▶ [TASK PROMPT]:
Rewrite every line of the items below as a JSON list of strings, one string per line, skipping blank lines and leaving out the pictures.

▶ [EXTRACTED MATERIAL]:
********************

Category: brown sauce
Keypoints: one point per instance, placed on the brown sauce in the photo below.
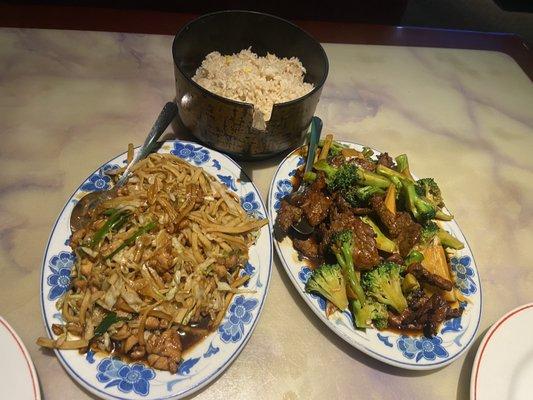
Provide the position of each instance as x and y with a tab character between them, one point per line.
190	337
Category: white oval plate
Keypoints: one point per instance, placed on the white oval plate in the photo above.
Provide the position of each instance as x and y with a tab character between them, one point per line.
112	379
409	352
18	379
503	367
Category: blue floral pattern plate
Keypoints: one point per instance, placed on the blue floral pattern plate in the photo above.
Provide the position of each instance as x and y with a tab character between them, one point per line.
409	352
110	378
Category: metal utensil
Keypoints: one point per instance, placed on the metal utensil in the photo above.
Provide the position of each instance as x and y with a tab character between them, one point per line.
81	213
302	226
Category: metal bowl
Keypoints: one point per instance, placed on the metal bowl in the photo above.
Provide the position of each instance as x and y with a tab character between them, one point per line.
225	124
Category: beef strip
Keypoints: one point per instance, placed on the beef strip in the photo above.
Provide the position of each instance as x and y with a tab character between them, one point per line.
396	258
307	248
315	206
338	160
365	253
409	236
423	275
287	215
400	226
313	201
343	206
424	313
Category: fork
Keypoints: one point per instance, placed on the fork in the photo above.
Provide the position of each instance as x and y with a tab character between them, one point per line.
302	226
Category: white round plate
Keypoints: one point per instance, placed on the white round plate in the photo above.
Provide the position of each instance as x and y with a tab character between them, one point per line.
18	379
503	367
110	378
409	352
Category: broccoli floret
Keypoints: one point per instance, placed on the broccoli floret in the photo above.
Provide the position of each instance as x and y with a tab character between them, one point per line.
428	233
346	176
420	206
384	284
428	187
328	281
402	165
329	170
371	313
448	240
334	150
341	246
431	229
368	152
364	193
309	177
359	196
383	242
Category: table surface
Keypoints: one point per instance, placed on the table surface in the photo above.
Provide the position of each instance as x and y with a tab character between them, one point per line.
70	100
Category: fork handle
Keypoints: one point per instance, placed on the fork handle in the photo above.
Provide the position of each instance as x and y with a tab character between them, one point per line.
316	129
167	114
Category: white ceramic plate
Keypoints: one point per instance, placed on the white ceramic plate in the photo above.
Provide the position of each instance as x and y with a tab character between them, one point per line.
18	379
111	378
410	352
503	367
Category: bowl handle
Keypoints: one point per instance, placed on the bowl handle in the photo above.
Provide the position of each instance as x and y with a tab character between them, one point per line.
186	101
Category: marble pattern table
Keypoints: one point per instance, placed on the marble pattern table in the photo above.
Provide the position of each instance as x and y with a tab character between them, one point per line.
70	100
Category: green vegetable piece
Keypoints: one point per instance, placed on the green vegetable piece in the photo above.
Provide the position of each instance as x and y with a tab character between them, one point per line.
131	240
341	246
409	284
115	221
110	319
327	281
368	152
431	229
413	257
309	177
383	283
382	242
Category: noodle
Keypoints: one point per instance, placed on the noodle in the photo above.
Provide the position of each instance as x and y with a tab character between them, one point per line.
160	260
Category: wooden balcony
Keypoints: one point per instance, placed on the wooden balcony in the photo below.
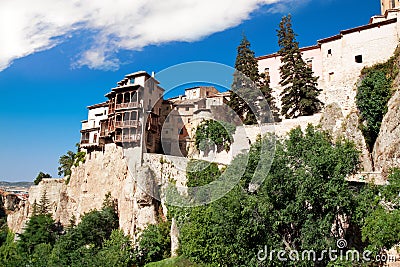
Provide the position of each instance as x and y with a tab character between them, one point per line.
127	138
128	124
127	105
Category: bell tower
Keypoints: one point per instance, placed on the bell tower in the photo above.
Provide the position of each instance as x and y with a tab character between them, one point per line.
389	4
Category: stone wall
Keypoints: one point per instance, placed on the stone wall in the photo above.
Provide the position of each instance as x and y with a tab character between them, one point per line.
333	60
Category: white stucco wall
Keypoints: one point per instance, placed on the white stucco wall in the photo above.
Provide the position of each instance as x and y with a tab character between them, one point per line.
338	72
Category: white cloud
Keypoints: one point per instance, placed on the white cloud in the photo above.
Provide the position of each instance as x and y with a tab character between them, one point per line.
28	26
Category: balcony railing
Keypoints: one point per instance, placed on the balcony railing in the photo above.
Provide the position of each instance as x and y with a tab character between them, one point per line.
127	105
130	123
103	133
127	138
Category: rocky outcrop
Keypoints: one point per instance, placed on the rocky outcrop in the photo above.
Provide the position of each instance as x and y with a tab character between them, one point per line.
332	121
135	188
386	152
351	131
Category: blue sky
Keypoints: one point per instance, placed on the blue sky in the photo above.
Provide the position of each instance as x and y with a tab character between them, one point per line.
58	67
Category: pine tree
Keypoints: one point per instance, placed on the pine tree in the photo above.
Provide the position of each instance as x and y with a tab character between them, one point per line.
247	81
300	93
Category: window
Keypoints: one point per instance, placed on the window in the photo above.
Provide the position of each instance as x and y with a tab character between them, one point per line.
309	63
358	58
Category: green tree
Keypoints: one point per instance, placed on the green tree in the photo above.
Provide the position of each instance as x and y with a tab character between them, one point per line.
371	99
117	251
82	242
247	83
300	93
10	255
212	132
70	159
40	229
66	162
381	227
44	204
40	177
302	196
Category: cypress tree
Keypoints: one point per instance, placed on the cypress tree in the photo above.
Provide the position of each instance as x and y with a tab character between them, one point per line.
300	93
247	81
44	203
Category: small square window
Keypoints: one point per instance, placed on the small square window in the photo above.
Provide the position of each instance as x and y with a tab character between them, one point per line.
358	58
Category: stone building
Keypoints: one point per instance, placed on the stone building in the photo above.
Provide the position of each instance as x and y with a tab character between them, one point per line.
184	113
91	127
137	101
129	118
337	60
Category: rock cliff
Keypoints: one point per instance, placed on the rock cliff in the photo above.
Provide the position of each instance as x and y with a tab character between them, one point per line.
134	189
386	153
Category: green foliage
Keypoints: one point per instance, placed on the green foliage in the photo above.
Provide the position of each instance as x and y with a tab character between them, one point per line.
381	227
82	242
95	241
155	243
247	84
10	255
200	172
79	157
44	203
40	229
117	251
295	208
68	160
173	262
371	99
212	132
40	177
300	93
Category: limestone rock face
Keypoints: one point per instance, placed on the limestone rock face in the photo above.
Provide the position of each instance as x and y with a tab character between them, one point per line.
386	153
332	121
332	118
135	188
352	132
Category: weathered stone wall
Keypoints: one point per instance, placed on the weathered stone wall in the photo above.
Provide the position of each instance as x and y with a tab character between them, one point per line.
333	61
386	153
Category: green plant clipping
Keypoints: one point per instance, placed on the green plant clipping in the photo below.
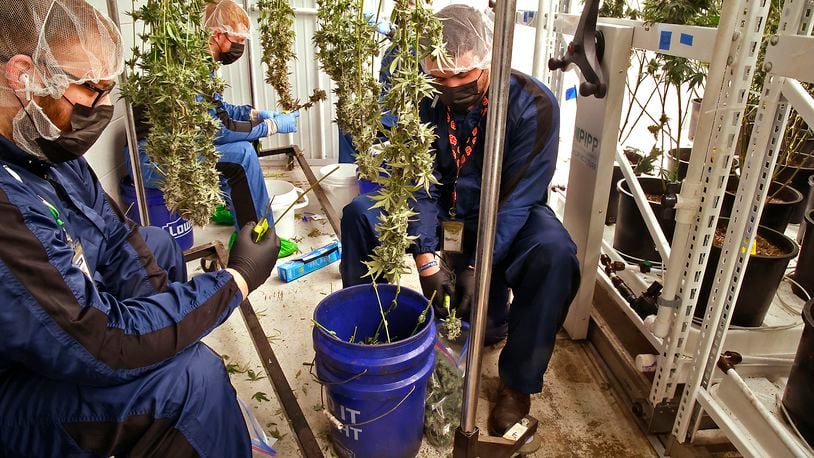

********************

▶ [SOLUTION FOR THIS TASK]:
[
  "Category: brown sauce",
  "Keypoints: one point per instance, placed on the brown sauce in the photo below.",
  "Provide the position of each instance as x and y with a tab character between them, one point per line.",
  "190\t337",
  "Category: white oval plate",
  "Keypoints: one point per instance, placed on the white oval plate in the photo above.",
  "Provide the position of each instance as x and y with a tab character between them, one point per line.",
  "112\t379",
  "409\t352",
  "18\t379",
  "503\t367",
  "Category: blue floral pattern plate",
  "Keypoints: one point per instance, placed on the blue floral pattern plate in the photo above.",
  "Provide the position of each instance as x and y with a tab character between them, one point per line.",
  "409\t352",
  "110\t378",
  "Category: metal utensil",
  "Keypoints: one point per instance, placed on the metal utensil in the photo above.",
  "Provide the position of each instance as x and y with a tab character between them, one point per line.",
  "81\t213",
  "302\t226",
  "Category: metal bowl",
  "Keypoints: one point per instance, placed on the metal bowl in the photo above.",
  "Provide the position of each instance as x and y with a tab character between them, one point per line.",
  "225\t124",
  "Category: beef strip",
  "Keypoints: one point per instance, placed on the beef strip in the photo above.",
  "Provide the position of each instance as x and y with a tab character between them, one point per line.",
  "396\t258",
  "307\t248",
  "315\t206",
  "338\t160",
  "365\t253",
  "409\t236",
  "423\t275",
  "287\t215",
  "400\t226",
  "313\t201",
  "343\t206",
  "424\t313",
  "Category: fork",
  "Keypoints: one point per instance, placed on the fork in the photo above.",
  "Provide the position of each instance as x and y with a tab character between them, one point per line.",
  "302\t226",
  "Category: white round plate",
  "Keypoints: one point per instance, placed on the white round plate in the photo above.",
  "Provide the position of each instance as x and y with a tab character between them, one point per line.",
  "18\t379",
  "503\t367",
  "110\t378",
  "409\t352",
  "Category: broccoli floret",
  "Keypoints: one point per instance, placed on the broccoli floret in the photo above.",
  "Provide the position of each instance as x and y with a tab character between them, one point per line.",
  "428\t233",
  "346\t176",
  "420\t206",
  "384\t284",
  "428\t187",
  "328\t281",
  "402\t165",
  "329\t170",
  "371\t313",
  "448\t240",
  "334\t150",
  "341\t246",
  "431\t229",
  "368\t152",
  "364\t193",
  "309\t177",
  "359\t196",
  "383\t242",
  "Category: table surface",
  "Keypoints: one point per instance, placed on the table surface in the photo above.",
  "Provide the position of each instance as x and y with a tab character between them, one point per line.",
  "70\t100",
  "Category: fork handle",
  "Keypoints: one point per instance, placed on the fork handle in the photo above.",
  "Provide the position of each instance as x and y with a tab character between them, one point per line.",
  "316\t129",
  "167\t114",
  "Category: white ceramic plate",
  "Keypoints: one point per instance, placed on the white ceramic plate in the photo above.",
  "Provide the position of each instance as x and y with a tab character between them, one point per line.",
  "18\t379",
  "111\t378",
  "410\t352",
  "503\t367",
  "Category: bowl handle",
  "Keypoints: one point per instance, placed on the bowl handle in the photo above.",
  "Provide the position of each instance as x and y with a tab character between them, one point per line.",
  "186\t101",
  "Category: marble pattern table",
  "Keypoints: one point per instance, placed on the marble pattern table in the photo above.",
  "Provide the position of each instance as x and y with a tab character between them, one point per line.",
  "70\t100",
  "Category: green vegetable piece",
  "Keypoints: one point per instance, placed on the green vegetable piece in the photo above.",
  "Provide the position of each instance as x and y with a tab character between them, one point per line.",
  "131\t240",
  "341\t246",
  "409\t284",
  "115\t221",
  "110\t319",
  "327\t281",
  "368\t152",
  "431\t229",
  "413\t257",
  "309\t177",
  "383\t283",
  "382\t242",
  "Category: noodle",
  "Keypoints: one point per instance, placed on the noodle in the photo above.",
  "Provide the position of each instance as x and y with a tab character between them, one point per line.",
  "160\t260",
  "Category: wooden balcony",
  "Keypoints: one point per instance, placed on the wooden balcony in the photo below.",
  "Provide the position of each instance as x and y with a tab character between them, one point per line.",
  "127\t138",
  "128\t124",
  "127\t105",
  "Category: bell tower",
  "Keypoints: one point per instance, placed on the bell tower in the photo above.",
  "Provide the position of each instance as x and y with a tab character between them, one point per line.",
  "389\t4",
  "Category: stone wall",
  "Keypoints: one point per instance, placed on the stone wall in the photo above.",
  "Provide the position of each instance as x and y with a tab character between them, one point per line.",
  "333\t60",
  "Category: white stucco wall",
  "Keypoints: one point per instance, placed on the white stucco wall in the photo above.",
  "Provide the position of each instance as x and y with a tab character between them, one point per line.",
  "338\t72",
  "Category: white cloud",
  "Keypoints: one point per instance, placed on the white cloud in the photo above.",
  "Provide the position of each instance as x and y with a tab character between them, one point per line.",
  "28\t26",
  "Category: balcony railing",
  "Keypoints: one point per instance, placed on the balcony railing in the photo above.",
  "Provide the position of each instance as x and y with a tab character between them, one point per line.",
  "127\t105",
  "130\t123",
  "103\t133",
  "127\t138",
  "Category: rocky outcrop",
  "Keypoints: one point per instance, placed on the rocky outcrop in the photo above.",
  "Provide the position of each instance as x and y with a tab character between them, one point per line.",
  "332\t121",
  "135\t188",
  "386\t152",
  "351\t131",
  "Category: blue sky",
  "Keypoints: one point per instance, placed on the blue sky in the photo above.",
  "Provide the position of each instance as x and y with a tab character between them, one point per line.",
  "58\t67",
  "Category: pine tree",
  "Keypoints: one point per instance, placed on the pine tree in the photo above.",
  "Provide the position of each instance as x and y with a tab character between them, one point per line.",
  "247\t81",
  "300\t93",
  "Category: window",
  "Keypoints: one point per instance, placed on the window in the photo above.",
  "Provide the position of each instance as x and y with a tab character between them, one point per line.",
  "309\t63",
  "358\t58",
  "Category: green tree",
  "Keypoints: one point per instance, placed on the green tree in the photo above.",
  "Provide the position of each instance as x and y with a tab character between them, one point per line.",
  "371\t99",
  "117\t251",
  "82\t242",
  "247\t83",
  "300\t93",
  "10\t255",
  "212\t132",
  "70\t159",
  "40\t229",
  "66\t162",
  "381\t227",
  "44\t204",
  "40\t177",
  "302\t196",
  "Category: cypress tree",
  "Keypoints: one point per instance, placed on the cypress tree in the photo above.",
  "Provide the position of each instance as x and y with a tab character between them, one point per line.",
  "300\t93",
  "247\t81",
  "44\t203",
  "Category: small square window",
  "Keypoints: one point per instance, placed on the small square window in the photo above.",
  "Provide the position of each instance as x and y with a tab character between them, one point per line.",
  "358\t58",
  "Category: stone building",
  "Keypoints: one point per instance, placed on the stone building in the photo above.",
  "Provide the position of each instance as x and y with a tab character between them, one point per line.",
  "184\t113",
  "91\t127",
  "137\t101",
  "129\t118",
  "337\t60",
  "Category: rock cliff",
  "Keypoints: one point per instance, placed on the rock cliff in the photo above.",
  "Provide the position of each instance as x and y with a tab character between them, one point per line.",
  "134\t189",
  "386\t153",
  "Category: green foliage",
  "Keypoints: one point per instance, placed on the green foliage in the photo above.",
  "Provide the position of each instance as x and y with a tab character between them, one point per line.",
  "381\t227",
  "82\t242",
  "95\t241",
  "155\t243",
  "247\t84",
  "10\t255",
  "200\t172",
  "79\t157",
  "44\t203",
  "40\t229",
  "117\t251",
  "295\t208",
  "68\t160",
  "173\t262",
  "371\t99",
  "212\t132",
  "40\t177",
  "300\t93",
  "Category: limestone rock face",
  "Keypoints: one point per instance, placed on the limestone rock face in the photo above.",
  "Provide the position of each instance as x and y with a tab character between them, one point per line.",
  "386\t153",
  "332\t121",
  "332\t118",
  "135\t188",
  "352\t132",
  "Category: weathered stone wall",
  "Keypoints: one point per instance, placed on the weathered stone wall in the photo above.",
  "Provide the position of each instance as x and y with a tab character between them, one point per line.",
  "333\t61",
  "386\t153",
  "Category: green plant clipping",
  "Keypoints: one point per instance, placed on the green plant clipping in the photo below."
]